[Entries drawn from a collection]
-------------------------

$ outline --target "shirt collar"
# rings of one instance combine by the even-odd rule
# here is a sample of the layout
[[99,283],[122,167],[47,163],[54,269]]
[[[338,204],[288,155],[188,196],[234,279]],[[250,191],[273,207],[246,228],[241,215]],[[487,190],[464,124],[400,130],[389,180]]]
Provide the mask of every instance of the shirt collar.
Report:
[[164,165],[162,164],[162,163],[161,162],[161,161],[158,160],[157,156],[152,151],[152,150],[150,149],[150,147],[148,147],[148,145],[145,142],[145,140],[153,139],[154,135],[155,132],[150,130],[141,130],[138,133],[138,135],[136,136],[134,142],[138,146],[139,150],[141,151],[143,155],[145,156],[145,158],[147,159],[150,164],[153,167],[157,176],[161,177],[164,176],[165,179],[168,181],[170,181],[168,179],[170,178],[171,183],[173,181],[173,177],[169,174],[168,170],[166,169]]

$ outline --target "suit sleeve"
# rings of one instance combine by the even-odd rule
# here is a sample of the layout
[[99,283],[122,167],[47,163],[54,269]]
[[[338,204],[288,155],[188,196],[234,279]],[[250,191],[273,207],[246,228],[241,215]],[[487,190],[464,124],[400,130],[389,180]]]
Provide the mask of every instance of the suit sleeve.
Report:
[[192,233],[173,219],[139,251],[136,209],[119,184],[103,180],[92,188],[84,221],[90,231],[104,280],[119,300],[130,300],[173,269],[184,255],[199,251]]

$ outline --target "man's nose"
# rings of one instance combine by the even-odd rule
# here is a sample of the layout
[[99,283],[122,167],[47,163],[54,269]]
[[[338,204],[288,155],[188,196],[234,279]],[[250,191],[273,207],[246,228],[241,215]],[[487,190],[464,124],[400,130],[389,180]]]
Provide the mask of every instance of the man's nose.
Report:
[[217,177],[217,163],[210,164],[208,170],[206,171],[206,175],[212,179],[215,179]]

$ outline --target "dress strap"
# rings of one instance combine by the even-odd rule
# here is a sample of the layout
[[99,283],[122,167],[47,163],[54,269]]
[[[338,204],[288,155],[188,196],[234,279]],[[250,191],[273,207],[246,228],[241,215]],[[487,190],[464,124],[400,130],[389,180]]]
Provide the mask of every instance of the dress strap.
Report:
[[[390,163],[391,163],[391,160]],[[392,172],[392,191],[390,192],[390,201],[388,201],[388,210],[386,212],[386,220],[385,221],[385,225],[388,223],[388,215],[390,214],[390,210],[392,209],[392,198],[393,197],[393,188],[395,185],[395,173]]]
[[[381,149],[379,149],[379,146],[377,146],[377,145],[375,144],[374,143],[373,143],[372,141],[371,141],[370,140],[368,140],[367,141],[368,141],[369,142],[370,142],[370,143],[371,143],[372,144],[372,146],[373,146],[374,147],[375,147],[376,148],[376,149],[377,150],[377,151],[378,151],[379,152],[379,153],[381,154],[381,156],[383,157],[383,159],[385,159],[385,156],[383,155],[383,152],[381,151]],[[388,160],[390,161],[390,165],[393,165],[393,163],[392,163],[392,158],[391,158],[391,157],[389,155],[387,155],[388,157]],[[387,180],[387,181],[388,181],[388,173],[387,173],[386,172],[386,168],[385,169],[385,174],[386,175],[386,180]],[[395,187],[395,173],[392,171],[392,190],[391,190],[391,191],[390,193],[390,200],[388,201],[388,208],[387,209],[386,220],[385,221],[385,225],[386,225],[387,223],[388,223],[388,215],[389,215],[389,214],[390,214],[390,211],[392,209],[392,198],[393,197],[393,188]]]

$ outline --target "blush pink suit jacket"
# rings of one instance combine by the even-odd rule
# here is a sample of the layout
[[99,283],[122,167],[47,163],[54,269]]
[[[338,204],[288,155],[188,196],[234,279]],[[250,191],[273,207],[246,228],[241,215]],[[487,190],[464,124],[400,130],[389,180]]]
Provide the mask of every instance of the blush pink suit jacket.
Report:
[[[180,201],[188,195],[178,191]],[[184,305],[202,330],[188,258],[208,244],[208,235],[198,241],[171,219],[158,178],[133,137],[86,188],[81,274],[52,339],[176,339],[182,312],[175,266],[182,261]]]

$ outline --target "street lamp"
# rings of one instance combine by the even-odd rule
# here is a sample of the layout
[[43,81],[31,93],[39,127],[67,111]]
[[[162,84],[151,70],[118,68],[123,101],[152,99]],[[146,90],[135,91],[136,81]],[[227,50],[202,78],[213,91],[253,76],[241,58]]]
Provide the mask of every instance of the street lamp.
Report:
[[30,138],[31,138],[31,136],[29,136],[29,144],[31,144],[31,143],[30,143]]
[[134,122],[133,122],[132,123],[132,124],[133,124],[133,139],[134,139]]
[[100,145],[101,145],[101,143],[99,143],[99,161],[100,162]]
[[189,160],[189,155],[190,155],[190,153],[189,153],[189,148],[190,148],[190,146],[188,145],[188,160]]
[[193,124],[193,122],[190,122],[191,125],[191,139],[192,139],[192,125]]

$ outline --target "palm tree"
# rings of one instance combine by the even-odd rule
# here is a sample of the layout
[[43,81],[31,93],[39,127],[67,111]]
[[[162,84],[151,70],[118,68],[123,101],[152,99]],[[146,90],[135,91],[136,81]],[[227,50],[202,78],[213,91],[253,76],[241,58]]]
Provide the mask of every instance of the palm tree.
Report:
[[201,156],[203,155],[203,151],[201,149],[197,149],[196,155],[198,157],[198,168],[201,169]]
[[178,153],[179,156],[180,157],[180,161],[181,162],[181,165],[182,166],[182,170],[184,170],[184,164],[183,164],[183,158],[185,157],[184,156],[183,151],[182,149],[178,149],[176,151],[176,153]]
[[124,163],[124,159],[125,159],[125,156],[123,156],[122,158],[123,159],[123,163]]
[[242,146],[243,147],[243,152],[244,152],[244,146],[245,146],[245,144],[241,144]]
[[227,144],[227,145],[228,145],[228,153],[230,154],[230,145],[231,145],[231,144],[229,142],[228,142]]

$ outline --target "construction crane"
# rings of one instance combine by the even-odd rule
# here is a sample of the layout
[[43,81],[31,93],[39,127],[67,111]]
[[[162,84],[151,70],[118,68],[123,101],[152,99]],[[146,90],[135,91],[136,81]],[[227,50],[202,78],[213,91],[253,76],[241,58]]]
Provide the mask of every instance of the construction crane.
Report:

-------------------------

**Request:**
Which lines in the entries above contain the word "every"? Report each of them in full.

**Solved problem:**
Provide the mask of every instance of the shirt collar.
Provide the mask of every instance of the suit sleeve.
Provide the mask of every instance of the man's nose.
Provide the mask of every instance of the dress strap.
Provide the mask of every instance of the blush pink suit jacket.
Provide the mask of every instance of the street lamp.
Provide the mask of every instance of the palm tree.
Provide the mask of every instance of the construction crane.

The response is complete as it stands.